* **Task statement**:
Set the following entries down again exactly, line by line.

# # # # #

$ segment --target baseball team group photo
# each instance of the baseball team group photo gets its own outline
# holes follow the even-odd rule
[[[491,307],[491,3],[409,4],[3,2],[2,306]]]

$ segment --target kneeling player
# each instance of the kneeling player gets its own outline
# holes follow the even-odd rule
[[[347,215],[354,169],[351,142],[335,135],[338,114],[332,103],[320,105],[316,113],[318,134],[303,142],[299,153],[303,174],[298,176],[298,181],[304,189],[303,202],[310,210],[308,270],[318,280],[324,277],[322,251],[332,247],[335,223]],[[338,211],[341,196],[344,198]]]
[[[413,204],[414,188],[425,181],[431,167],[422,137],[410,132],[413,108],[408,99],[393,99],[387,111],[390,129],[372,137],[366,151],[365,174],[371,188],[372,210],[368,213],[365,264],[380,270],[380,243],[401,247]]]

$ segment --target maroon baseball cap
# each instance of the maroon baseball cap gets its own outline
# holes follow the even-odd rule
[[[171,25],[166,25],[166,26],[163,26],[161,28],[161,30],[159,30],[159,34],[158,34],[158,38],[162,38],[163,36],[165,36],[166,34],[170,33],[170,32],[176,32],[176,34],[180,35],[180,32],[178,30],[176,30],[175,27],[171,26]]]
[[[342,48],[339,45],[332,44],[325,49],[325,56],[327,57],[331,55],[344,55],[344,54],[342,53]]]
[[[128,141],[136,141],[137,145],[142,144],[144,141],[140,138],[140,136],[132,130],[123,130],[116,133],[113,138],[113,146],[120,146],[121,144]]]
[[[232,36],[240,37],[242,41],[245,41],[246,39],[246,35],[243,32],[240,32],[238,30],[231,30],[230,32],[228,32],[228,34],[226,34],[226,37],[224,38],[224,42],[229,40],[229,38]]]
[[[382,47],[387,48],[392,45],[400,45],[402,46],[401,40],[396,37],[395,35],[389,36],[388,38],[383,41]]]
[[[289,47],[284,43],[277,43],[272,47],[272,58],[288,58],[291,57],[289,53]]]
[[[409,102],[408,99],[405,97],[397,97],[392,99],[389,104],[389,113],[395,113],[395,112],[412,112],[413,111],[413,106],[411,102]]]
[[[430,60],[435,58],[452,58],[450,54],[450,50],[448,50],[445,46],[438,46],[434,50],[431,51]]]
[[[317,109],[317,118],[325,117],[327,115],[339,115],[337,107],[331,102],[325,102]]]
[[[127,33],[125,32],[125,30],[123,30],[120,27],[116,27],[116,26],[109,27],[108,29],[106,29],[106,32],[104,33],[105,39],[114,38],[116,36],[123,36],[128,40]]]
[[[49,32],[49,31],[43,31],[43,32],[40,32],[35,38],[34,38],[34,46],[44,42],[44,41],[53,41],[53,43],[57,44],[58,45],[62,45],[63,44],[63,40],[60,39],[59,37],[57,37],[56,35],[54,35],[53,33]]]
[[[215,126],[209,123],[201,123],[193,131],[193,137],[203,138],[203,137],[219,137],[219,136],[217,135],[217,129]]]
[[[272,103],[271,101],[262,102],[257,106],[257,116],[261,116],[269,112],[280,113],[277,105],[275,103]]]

# # # # #

* **Result for this task**:
$ segment --target baseball team group photo
# each instance of the baseball team group photo gets its own outline
# holes follow the even-odd rule
[[[491,307],[491,3],[409,4],[3,2],[2,306]]]

$ segment --target kneeling player
# each instance of the kneeling player gets its own outline
# holes follow the even-odd rule
[[[347,215],[354,169],[351,142],[335,135],[338,114],[332,103],[320,105],[316,113],[318,134],[303,142],[299,153],[303,174],[298,176],[298,181],[304,189],[303,202],[310,210],[308,270],[318,280],[324,277],[322,251],[332,247],[335,223]],[[338,211],[341,196],[344,198]]]
[[[413,204],[414,188],[425,181],[431,167],[422,137],[410,132],[413,108],[408,99],[393,99],[387,111],[390,129],[372,137],[366,151],[365,174],[371,188],[372,210],[368,213],[365,264],[380,270],[380,243],[401,247]]]

$ segment --target maroon baseball cap
# each instance of the maroon baseball cap gets its own outline
# holes follow the even-odd rule
[[[171,25],[166,25],[166,26],[163,26],[161,28],[161,30],[159,30],[159,34],[158,34],[158,38],[162,38],[163,36],[165,36],[166,34],[170,33],[170,32],[176,32],[176,34],[180,35],[180,32],[178,30],[176,30],[175,27],[171,26]]]
[[[342,48],[339,45],[332,44],[325,49],[325,56],[327,57],[331,55],[344,55],[344,54],[342,53]]]
[[[128,141],[136,141],[137,145],[142,144],[144,141],[140,138],[140,136],[132,130],[123,130],[116,133],[113,138],[113,146],[120,146],[121,144]]]
[[[232,36],[240,37],[242,41],[245,41],[246,39],[246,35],[243,32],[240,32],[238,30],[231,30],[230,32],[228,32],[228,34],[226,34],[226,37],[224,38],[224,42],[229,40],[229,38]]]
[[[382,47],[387,48],[392,45],[400,45],[402,46],[401,40],[396,37],[395,35],[389,36],[388,38],[383,41]]]
[[[289,47],[284,43],[277,43],[272,47],[272,58],[288,58],[291,57],[289,53]]]
[[[409,102],[408,99],[405,97],[397,97],[392,99],[389,104],[389,113],[395,113],[395,112],[412,112],[413,111],[413,106],[411,102]]]
[[[430,60],[435,58],[452,58],[450,54],[450,50],[448,50],[445,46],[438,46],[434,50],[431,51]]]
[[[317,109],[317,118],[325,117],[327,115],[339,115],[337,107],[331,102],[325,102]]]
[[[127,33],[125,32],[125,30],[123,30],[120,27],[116,27],[116,26],[109,27],[108,29],[106,29],[106,32],[104,33],[105,39],[114,38],[116,36],[123,36],[128,40]]]
[[[49,32],[49,31],[43,31],[43,32],[40,32],[35,38],[34,38],[34,46],[44,42],[44,41],[53,41],[53,43],[57,44],[58,45],[62,45],[63,44],[63,40],[60,39],[59,37],[57,37],[56,35],[54,35],[53,33]]]
[[[215,126],[209,123],[201,123],[193,131],[193,137],[203,138],[203,137],[219,137],[219,136],[217,135],[217,129]]]
[[[272,103],[271,101],[262,102],[257,106],[257,116],[261,116],[269,112],[280,113],[277,105],[275,103]]]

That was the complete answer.